ACTIVITY =
The entries are to be repeated exactly, with all pictures omitted.

SOURCE INFORMATION =
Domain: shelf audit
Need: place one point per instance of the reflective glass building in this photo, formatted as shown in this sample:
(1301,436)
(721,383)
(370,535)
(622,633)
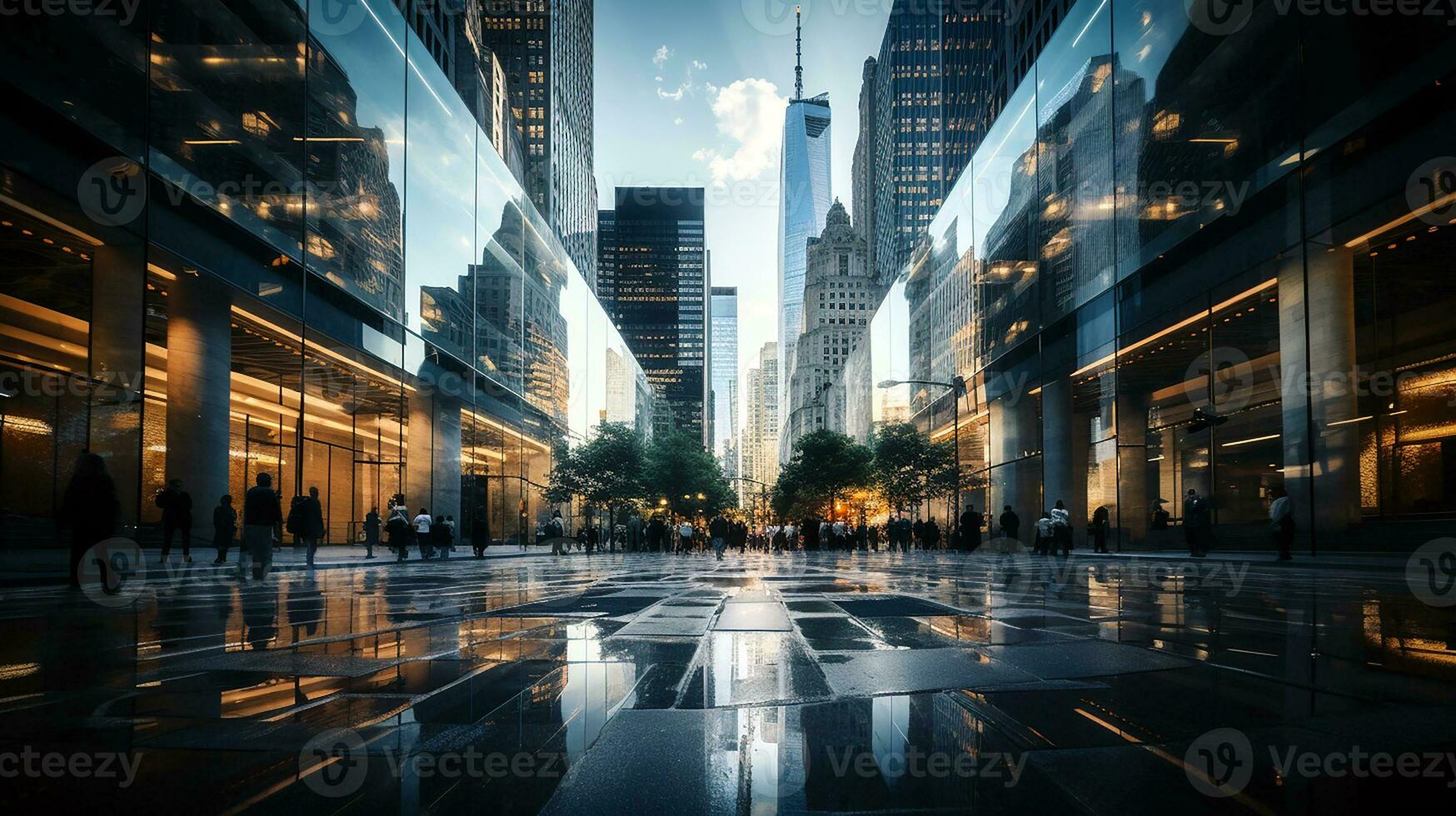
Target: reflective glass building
(1201,255)
(270,237)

SOLUTION TO THIS PROBLEM =
Domain: shelf audit
Need: place one point per instance of the reflective glass building in this photo, formatted as shown in this sample:
(1301,436)
(721,383)
(370,535)
(622,633)
Target: reflective glass building
(1201,255)
(270,237)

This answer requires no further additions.